EXERCISE INSTRUCTIONS | Extract the part of the rows that opens with the line containing "phrase -- lips" and closes with the final row, both ends included. Reproduce every line unchanged.

PROVIDED MATERIAL |
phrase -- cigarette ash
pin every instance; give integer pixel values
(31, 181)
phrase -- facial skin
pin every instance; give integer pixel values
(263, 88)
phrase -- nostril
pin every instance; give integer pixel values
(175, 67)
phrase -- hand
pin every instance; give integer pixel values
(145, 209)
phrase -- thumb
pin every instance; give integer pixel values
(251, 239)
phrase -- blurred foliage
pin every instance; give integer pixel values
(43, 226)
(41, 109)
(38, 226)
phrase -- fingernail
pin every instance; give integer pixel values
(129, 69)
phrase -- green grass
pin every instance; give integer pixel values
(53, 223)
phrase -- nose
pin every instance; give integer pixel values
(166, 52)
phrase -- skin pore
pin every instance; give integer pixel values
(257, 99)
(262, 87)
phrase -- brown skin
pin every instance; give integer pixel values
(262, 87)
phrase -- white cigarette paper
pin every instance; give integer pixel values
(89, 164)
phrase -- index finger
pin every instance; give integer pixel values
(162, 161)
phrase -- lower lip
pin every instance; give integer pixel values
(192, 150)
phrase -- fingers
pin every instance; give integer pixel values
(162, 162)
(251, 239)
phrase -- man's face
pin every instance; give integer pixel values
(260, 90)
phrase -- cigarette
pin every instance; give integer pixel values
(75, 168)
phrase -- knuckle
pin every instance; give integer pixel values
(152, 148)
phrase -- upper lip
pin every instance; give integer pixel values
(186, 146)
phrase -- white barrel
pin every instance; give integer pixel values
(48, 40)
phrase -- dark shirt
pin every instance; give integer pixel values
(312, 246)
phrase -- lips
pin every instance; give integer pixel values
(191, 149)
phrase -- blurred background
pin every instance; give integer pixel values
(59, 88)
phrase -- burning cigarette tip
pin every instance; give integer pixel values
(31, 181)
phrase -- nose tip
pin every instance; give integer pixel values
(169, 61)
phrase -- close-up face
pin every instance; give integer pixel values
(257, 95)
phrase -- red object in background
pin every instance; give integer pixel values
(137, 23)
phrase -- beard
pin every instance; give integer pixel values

RESULT OF THIS TASK |
phrase -- lips
pin every instance; give integer pixel values
(191, 149)
phrase -- blurred background
pin every instance; give integer pixel values
(59, 88)
phrase -- burning cigarette tip
pin every instance; give integer pixel values
(31, 181)
phrase -- nose tip
pin every instance; give integer pixel values
(169, 61)
phrase -- close-up face
pin every instance; give integer pixel values
(257, 95)
phrase -- red object in background
pin every instance; give integer pixel values
(137, 23)
phrase -- beard
pin every instance; give integer pixel values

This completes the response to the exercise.